_Alıştırmanın amacı_
Aşağıdaki satırları, "object_query" ifadesinin geçtiği her yerde onun yerine "target_label" koyarak yeniden yazınız. Başka hiçbir şeyi değiştirmeyiniz.

_Görev malzemesi_
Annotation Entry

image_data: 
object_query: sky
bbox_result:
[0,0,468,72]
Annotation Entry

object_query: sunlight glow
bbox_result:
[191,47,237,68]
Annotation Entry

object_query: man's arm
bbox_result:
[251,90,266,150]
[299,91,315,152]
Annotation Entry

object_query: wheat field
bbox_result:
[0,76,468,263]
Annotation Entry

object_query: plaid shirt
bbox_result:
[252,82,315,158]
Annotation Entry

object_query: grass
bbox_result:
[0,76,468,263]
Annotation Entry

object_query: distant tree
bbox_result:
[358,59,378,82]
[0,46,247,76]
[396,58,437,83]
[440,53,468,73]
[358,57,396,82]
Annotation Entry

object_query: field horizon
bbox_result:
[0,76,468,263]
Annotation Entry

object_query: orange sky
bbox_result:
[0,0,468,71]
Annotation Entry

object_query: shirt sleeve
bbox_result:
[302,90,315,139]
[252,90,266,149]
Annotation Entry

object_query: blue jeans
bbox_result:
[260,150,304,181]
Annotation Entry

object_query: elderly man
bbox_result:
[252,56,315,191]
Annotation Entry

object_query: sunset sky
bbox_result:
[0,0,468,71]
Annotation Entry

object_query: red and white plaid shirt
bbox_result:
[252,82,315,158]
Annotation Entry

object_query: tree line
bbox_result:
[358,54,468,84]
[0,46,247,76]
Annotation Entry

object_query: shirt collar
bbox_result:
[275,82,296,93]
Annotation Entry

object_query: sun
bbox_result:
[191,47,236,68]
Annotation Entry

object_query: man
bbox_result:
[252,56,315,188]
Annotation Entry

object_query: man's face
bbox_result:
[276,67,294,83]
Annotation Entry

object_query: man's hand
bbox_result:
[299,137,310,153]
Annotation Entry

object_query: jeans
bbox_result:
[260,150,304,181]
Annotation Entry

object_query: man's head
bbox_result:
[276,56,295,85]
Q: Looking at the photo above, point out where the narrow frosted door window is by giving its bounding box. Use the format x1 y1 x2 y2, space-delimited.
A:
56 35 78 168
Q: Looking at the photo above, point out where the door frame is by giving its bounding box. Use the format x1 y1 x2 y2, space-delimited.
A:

_Aşağıdaki çıktı_
Annotation Entry

image_data: 
target_label: sky
bbox_result:
[0,0,468,72]
Annotation Entry

target_label: sunlight glow
bbox_result:
[191,47,237,68]
Annotation Entry

target_label: man's arm
bbox_result:
[251,90,266,150]
[299,91,315,152]
Annotation Entry

target_label: wheat field
bbox_result:
[0,76,468,263]
Annotation Entry

target_label: plaid shirt
bbox_result:
[252,82,315,158]
Annotation Entry

target_label: grass
bbox_result:
[0,76,468,263]
Annotation Entry

target_label: distant tree
bbox_result:
[358,59,378,82]
[0,46,247,76]
[396,58,437,83]
[440,53,468,73]
[358,57,396,82]
Annotation Entry

target_label: field horizon
bbox_result:
[0,76,468,263]
Annotation Entry

target_label: orange sky
bbox_result:
[0,0,468,71]
Annotation Entry

target_label: shirt sleeve
bbox_result:
[302,90,315,139]
[252,90,266,149]
Annotation Entry

target_label: blue jeans
bbox_result:
[260,150,304,181]
Annotation Entry

target_label: elderly man
bbox_result:
[252,56,315,191]
Annotation Entry

target_label: sunset sky
bbox_result:
[0,0,468,71]
Annotation Entry

target_label: red and white plaid shirt
bbox_result:
[252,82,315,158]
Annotation Entry

target_label: tree line
bbox_result:
[358,54,468,84]
[0,46,247,76]
Annotation Entry

target_label: shirt collar
bbox_result:
[275,82,296,93]
Annotation Entry

target_label: sun
bbox_result:
[191,47,236,68]
Annotation Entry

target_label: man
bbox_result:
[252,56,315,188]
Annotation Entry

target_label: man's face
bbox_result:
[276,67,294,83]
Annotation Entry

target_label: man's hand
bbox_result:
[299,137,310,153]
Annotation Entry

target_label: jeans
bbox_result:
[260,150,304,181]
Annotation Entry

target_label: man's head
bbox_result:
[276,56,295,85]
Q: Looking at the photo above, point out where the narrow frosted door window is by giving its bounding box. Use the format x1 y1 x2 y2, space-delimited.
A:
56 35 78 168
Q: Looking at the photo above, point out where the door frame is by giving its bounding box. Use the format x1 y1 x2 y2, space-delimited.
A:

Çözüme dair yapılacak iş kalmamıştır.